* Teks Bacaan

....

Bisnis.com, JAKARTA - Pasar apartemen di Tanah Air masih kurang diminati jika dibandingkan dengan kondisi di negara tetangga, khususnya Singapura. Masyarakat Indonesia dinilai masih belum terbiasa tinggal di gedung tinggi.
Hal ini ditunjukkan dalam laporan Consumer Sentiment Study H2 2023 Rumah.com, di mana apartemen tidak dipilih sebagai tempat tinggal karena ukurannya yang tidak sebesar rumah, tidak mau tinggal di gedung tinggi, khawatir dengan status kepemilikan, dan terbatasnya ruang berkembang bagi keluarga.
Country Manager Rumah.com Marine Novita mengatakan, dengan kondisi tersebut, tak heran jika pencarian apartemen didominasi oleh segmen anak muda. Sebab, ukuran apartemen yang ada saat ini dianggap kurang akomodatif bagi keluarga yang masih berkembang dan menambah anak.
"Kondisi ini berbeda dibanding Singapura di mana 80 persen warganya tinggal di apartemen HDB [housing & development board]," kata Marine kepada Bisnis, dikutip Minggu (30/7/2023).
Lazimnya, unit apartemen di Singapura terdiri atas empat kamar tidur dengan luas total 95 meter persegi. Ukuran ini lebih besar dibandingkan kebanyakan rumah tapak di Indonesia.
HDB merupakan lembaga di bawah Kementerian Pembangunan Nasional Singapura yang mengelola perumahan. Berdasarkan Annual Report 2021/2022 di situs hdb.gov.sg, pemerintah Singapura telah mendirikan 26 perumahan HDB di lima wilayah Singapura.
Baca Juga
Lebih dari 80 penduduk Singapura tinggal di perumahan yang disediakan oleh pemerintah. Data per 2022 mencatat, HDB telah menyediakan hunian sebanyak 1,02 juta unit residensial.
Tak hanya itu, Marine melihat selain luas unit dan konstruksi, salah satu pembeda lanskap hunian di Indonesia dibandingkan negara lain adalah tingkat suku bunga, serta harga sewa berbanding harga pembelian rumah.
"Tingkat suku bunga KPR di Indonesia saat ini rata-rata 8 persen, bandingkan dengan negara tetangga yang ada di kisaran 3-5 persen," ujarnya.
Namun, menurutnya, harus diakui bahwa pemerintah telah berhasil menjaga tingkat inflasi dan suku bunga di tengah gejolak perekonomian global. Sebagaimana diketahui, Bank Indonesia tetap menahan laju suku bunga acuan di level 5,75 persen.
Sementara itu, data Rumah.com Indonesia Property Market Report Q2 2023 menunjukkan adanya momentum kenaikan minat terhadap apartemen di wilayah DKI Jakarta pada kuartal I/2023, sedangkan di Jabodetabek menurun.
Indeks permintaan apartemen pada kuartal I/2023 mengalami kenaikan sebesar 13,4 persen, sedangkan indeks suplai apartemen mengalami penurunan tipis sebesar 0,4 persen. Sementara itu, indeks harga apartemen naik tipis sebesar 0,9 persen.

....

* Cuplikan Data
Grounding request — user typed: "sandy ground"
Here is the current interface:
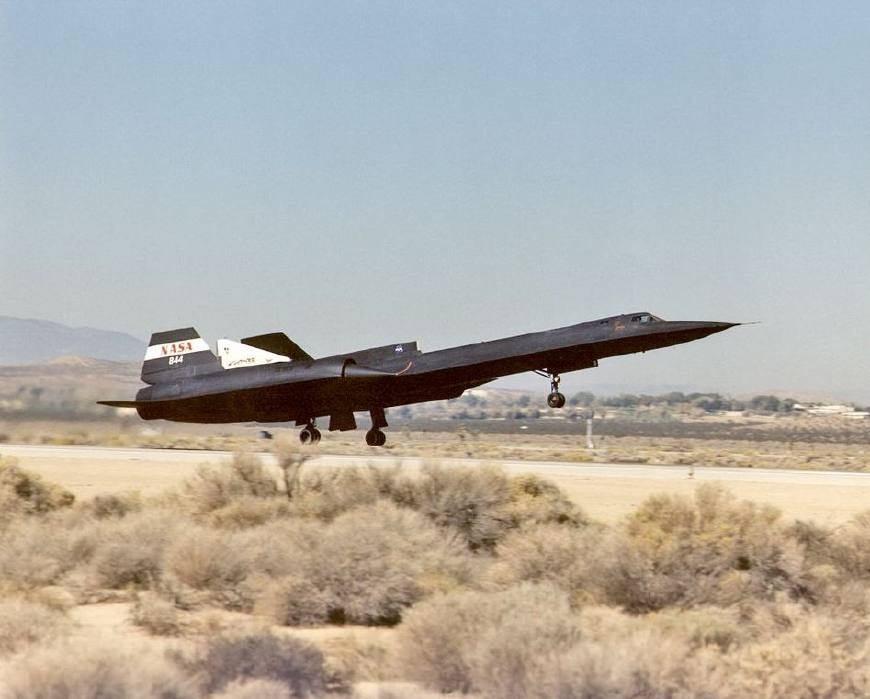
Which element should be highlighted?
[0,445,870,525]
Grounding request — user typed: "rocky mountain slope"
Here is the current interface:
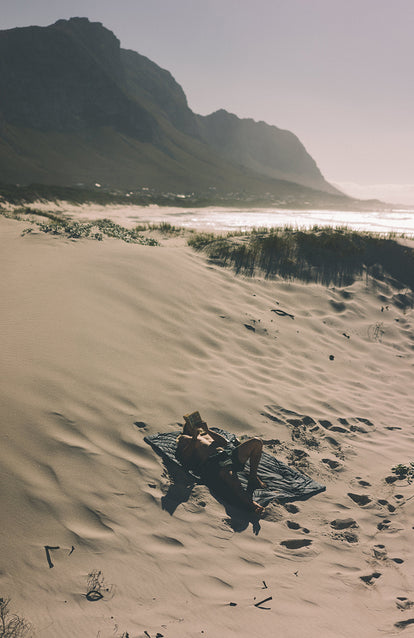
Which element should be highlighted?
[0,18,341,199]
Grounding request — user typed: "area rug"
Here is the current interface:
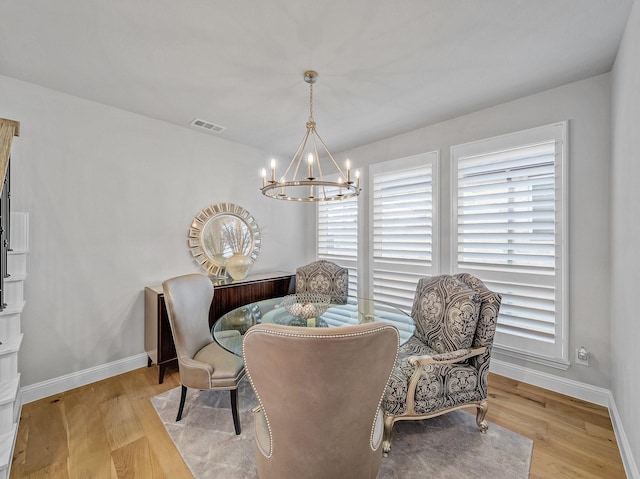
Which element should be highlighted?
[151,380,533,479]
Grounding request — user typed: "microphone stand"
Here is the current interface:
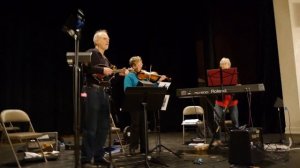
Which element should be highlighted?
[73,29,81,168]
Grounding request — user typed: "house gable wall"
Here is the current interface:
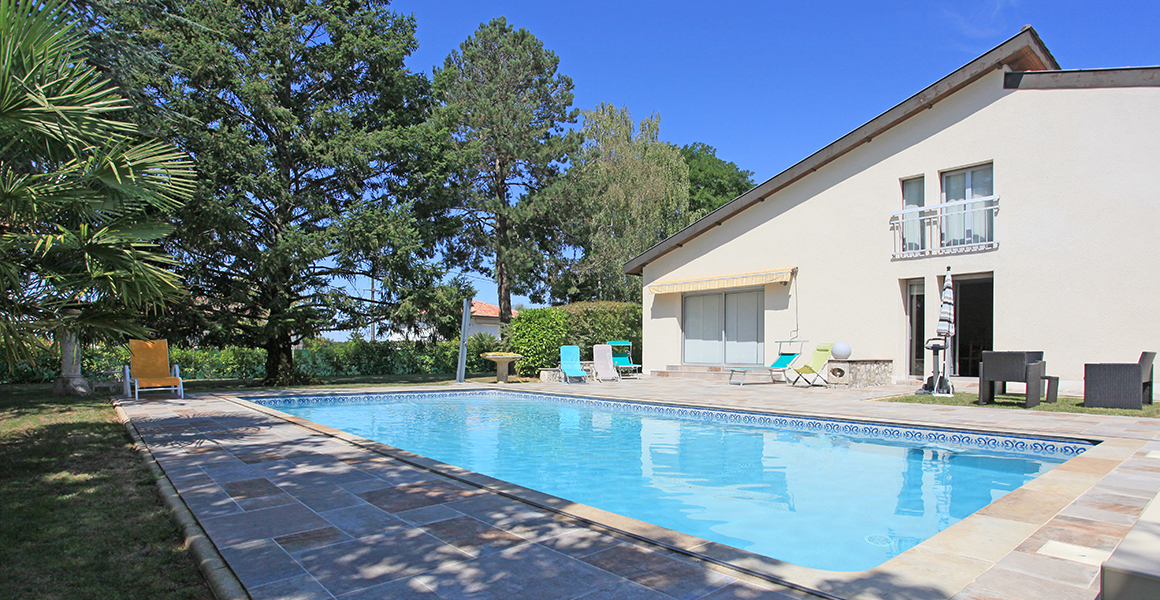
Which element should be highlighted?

....

* Tugas Anda
1 - Sebutkan level suku bunga acuan yang ditahan Bank Indonesia menurut teks bacaan.
2 - Tuliskan semua alasan apartemen tidak dipilih sebagai tempat tinggal menurut laporan Consumer Sentiment Study H2 2023 Rumah.com yang disebutkan dalam teks bacaan.
3 - Salin persis bagian teks bacaan di antara "Country Manager Rumah.com" dan "dan menambah anak.", termasuk kedua kutipan tersebut.

* Penyelesaian Soal
1 - 5,75 persen.

2 -
- Ukurannya tidak sebesar rumah
- Tidak mau tinggal di gedung tinggi
- Khawatir dengan status kepemilikan
- Terbatasnya ruang berkembang bagi keluarga

3 -
Country Manager Rumah.com Marine Novita mengatakan, dengan kondisi tersebut, tak heran jika pencarian apartemen didominasi oleh segmen anak muda. Sebab, ukuran apartemen yang ada saat ini dianggap kurang akomodatif bagi keluarga yang masih berkembang dan menambah anak.